Extract every line of the entries below that contains the string "picture".

───── Records ─────

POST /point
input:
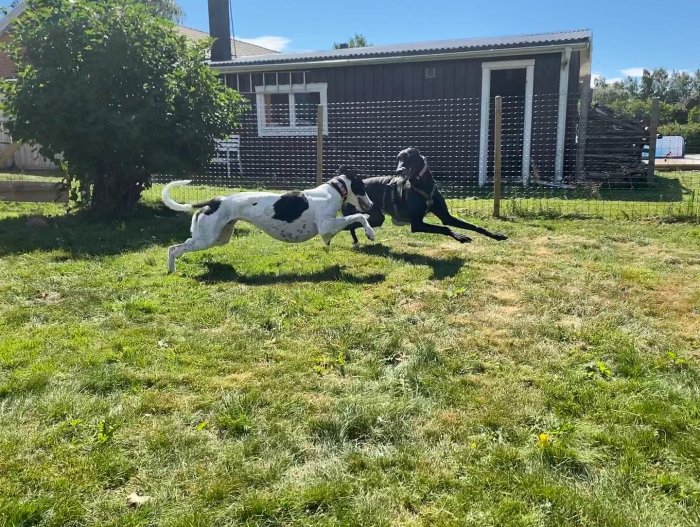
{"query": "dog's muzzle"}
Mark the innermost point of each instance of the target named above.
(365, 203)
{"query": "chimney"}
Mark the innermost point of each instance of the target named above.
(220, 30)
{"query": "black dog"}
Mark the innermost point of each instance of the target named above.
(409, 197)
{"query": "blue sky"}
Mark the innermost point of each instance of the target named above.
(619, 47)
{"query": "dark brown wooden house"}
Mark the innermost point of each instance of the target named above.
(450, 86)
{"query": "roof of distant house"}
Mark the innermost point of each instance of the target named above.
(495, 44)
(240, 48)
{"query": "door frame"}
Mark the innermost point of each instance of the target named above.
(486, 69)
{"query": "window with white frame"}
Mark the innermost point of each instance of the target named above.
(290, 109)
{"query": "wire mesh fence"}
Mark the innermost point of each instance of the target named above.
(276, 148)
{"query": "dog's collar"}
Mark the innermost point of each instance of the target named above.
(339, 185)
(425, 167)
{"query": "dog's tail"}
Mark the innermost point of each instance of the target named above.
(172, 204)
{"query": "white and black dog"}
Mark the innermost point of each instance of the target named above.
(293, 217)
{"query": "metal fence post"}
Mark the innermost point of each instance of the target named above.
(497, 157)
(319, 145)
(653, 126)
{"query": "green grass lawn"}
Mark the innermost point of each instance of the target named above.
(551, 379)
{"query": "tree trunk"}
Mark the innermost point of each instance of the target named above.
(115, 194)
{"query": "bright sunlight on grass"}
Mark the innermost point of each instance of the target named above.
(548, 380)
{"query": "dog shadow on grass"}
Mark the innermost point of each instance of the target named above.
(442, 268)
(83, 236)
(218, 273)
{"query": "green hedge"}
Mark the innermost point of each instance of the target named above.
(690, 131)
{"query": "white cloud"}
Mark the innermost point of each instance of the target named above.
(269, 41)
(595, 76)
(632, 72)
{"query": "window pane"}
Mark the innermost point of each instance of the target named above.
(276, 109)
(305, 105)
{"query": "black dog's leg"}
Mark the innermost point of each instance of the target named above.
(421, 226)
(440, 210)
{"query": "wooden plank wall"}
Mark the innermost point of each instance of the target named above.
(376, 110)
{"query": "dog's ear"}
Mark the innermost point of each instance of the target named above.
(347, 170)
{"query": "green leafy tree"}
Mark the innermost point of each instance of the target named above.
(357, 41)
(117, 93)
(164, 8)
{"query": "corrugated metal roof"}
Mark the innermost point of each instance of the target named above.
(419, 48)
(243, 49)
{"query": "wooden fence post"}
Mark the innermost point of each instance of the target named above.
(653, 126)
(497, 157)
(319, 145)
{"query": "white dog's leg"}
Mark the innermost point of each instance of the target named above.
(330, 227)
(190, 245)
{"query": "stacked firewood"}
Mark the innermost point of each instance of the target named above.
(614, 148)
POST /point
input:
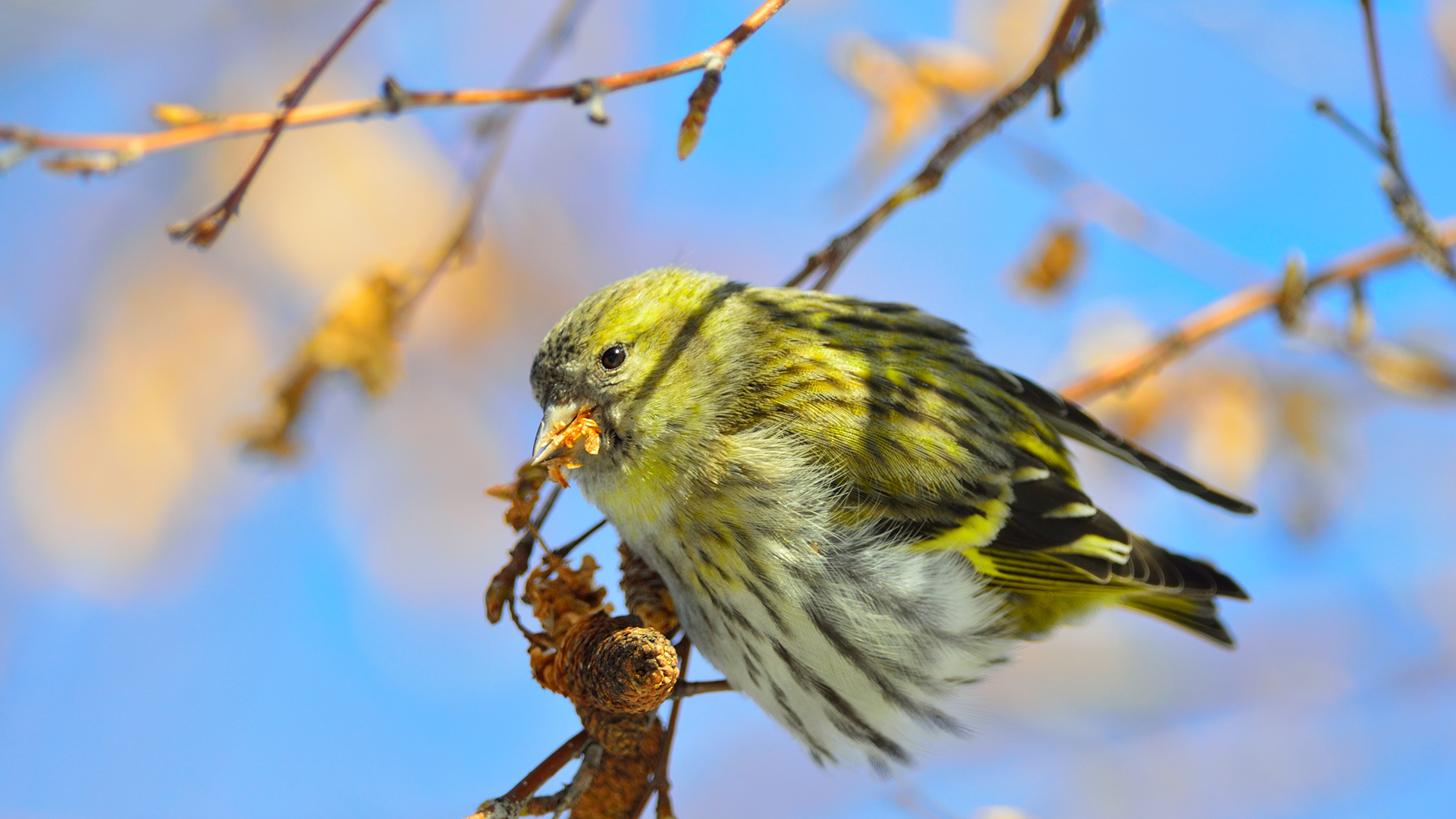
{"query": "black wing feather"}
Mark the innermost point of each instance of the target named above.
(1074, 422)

─────
───── Records ─────

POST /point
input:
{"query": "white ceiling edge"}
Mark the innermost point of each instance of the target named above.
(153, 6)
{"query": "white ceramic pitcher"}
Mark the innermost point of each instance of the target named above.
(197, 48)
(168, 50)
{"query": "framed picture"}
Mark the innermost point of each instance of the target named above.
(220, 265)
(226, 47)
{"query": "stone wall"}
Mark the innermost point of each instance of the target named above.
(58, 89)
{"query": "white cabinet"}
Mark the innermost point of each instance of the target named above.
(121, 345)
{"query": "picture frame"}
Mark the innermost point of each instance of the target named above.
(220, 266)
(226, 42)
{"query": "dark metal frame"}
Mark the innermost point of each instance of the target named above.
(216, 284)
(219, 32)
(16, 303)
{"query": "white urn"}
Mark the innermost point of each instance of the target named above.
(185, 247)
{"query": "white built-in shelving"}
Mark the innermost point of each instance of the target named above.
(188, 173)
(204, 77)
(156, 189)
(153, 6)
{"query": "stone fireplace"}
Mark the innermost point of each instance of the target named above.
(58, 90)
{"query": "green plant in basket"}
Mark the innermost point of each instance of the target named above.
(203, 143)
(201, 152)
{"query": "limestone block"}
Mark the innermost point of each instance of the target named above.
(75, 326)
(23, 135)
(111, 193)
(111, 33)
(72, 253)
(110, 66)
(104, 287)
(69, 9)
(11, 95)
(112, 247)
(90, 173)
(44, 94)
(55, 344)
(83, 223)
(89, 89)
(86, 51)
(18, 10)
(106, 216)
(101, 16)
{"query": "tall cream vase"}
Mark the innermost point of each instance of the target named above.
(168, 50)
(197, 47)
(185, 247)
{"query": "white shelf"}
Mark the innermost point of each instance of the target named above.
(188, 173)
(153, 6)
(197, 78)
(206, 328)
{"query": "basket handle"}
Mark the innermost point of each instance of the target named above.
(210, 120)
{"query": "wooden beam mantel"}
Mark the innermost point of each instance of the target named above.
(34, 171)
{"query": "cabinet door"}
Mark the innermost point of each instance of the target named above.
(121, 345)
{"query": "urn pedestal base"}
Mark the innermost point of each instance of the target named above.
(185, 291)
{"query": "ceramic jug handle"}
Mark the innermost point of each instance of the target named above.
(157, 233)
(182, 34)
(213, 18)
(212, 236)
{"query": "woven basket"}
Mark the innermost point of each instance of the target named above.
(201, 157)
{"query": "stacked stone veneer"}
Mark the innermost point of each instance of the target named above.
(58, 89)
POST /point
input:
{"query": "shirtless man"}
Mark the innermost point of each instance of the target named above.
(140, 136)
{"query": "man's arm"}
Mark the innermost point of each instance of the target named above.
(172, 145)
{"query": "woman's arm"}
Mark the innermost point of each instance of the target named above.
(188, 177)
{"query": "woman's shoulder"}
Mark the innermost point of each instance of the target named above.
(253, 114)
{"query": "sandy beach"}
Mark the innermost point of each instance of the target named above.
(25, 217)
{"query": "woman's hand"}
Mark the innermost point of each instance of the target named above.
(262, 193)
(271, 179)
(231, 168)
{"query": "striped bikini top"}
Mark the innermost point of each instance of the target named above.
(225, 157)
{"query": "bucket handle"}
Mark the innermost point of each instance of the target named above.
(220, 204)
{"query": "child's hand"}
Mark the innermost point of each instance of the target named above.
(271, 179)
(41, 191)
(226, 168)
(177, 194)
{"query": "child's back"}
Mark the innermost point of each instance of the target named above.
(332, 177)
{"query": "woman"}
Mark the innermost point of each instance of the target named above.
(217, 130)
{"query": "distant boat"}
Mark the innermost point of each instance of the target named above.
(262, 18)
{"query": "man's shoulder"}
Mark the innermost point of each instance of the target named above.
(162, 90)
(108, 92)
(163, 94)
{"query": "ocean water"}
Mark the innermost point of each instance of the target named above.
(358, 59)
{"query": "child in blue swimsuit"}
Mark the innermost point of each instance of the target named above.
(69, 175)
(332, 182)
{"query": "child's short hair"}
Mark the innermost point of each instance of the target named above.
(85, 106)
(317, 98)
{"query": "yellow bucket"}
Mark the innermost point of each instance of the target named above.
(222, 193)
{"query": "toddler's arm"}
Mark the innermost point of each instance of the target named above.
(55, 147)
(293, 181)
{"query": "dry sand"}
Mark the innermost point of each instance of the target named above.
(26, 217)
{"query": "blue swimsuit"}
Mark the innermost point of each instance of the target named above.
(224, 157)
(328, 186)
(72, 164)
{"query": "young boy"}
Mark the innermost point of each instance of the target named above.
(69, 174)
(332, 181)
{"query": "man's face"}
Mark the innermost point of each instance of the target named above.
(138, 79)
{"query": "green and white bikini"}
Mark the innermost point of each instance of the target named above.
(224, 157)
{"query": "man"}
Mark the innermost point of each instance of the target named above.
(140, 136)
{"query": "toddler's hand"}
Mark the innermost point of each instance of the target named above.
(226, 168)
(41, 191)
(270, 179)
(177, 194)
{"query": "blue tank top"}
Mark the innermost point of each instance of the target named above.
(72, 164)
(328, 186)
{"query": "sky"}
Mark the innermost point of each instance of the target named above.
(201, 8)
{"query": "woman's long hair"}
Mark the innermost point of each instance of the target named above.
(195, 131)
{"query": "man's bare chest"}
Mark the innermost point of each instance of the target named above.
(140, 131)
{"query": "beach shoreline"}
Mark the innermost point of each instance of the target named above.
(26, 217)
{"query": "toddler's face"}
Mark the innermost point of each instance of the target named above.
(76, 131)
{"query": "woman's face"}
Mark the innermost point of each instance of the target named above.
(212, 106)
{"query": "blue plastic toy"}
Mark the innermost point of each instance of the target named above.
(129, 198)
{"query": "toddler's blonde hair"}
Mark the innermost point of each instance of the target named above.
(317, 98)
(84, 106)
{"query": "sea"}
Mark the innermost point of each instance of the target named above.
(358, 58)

─────
───── Records ─────

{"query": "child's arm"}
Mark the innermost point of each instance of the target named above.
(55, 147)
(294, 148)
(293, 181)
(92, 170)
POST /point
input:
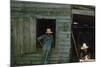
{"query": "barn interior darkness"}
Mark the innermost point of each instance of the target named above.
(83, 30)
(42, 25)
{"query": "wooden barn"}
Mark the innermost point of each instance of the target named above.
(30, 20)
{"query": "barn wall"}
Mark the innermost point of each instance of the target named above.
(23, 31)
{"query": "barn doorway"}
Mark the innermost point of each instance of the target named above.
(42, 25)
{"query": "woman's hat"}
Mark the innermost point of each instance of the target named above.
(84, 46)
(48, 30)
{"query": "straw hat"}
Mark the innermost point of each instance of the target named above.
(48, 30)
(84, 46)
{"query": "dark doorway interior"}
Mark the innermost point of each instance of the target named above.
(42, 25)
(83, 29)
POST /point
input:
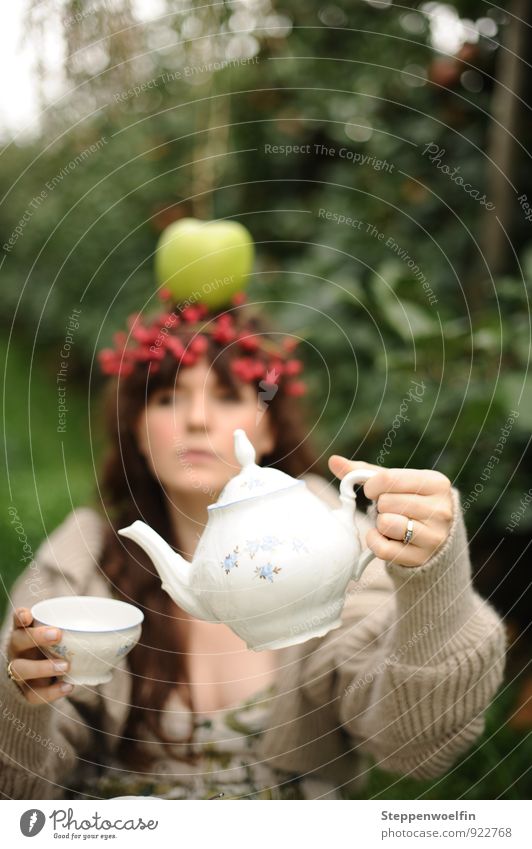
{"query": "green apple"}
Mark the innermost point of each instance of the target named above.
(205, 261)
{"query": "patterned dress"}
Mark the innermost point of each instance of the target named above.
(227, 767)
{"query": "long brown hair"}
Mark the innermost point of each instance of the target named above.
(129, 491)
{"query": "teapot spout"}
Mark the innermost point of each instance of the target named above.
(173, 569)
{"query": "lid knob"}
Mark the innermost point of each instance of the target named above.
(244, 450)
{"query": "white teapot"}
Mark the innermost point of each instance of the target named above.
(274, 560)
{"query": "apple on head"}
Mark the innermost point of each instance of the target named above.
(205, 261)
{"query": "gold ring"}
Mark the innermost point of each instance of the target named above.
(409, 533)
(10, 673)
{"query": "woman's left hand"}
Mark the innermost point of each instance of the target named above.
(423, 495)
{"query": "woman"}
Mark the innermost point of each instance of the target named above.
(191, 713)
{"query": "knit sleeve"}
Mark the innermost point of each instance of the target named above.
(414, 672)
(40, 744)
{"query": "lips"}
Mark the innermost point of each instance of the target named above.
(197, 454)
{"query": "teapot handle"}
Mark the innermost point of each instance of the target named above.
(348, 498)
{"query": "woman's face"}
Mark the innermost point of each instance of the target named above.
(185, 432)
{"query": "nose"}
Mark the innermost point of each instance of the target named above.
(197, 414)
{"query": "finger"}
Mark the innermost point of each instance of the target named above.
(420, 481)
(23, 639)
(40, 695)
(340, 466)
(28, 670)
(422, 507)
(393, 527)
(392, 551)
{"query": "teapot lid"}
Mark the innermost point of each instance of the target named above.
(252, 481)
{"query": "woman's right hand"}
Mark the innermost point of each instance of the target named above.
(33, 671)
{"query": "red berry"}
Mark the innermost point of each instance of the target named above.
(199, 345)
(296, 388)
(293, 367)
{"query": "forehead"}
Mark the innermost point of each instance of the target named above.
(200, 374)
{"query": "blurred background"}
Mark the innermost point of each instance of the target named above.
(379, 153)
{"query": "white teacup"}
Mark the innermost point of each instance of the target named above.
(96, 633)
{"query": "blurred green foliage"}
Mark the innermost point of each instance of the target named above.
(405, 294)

─────

• Output
{"query": "framed picture"}
{"query": "picture frame"}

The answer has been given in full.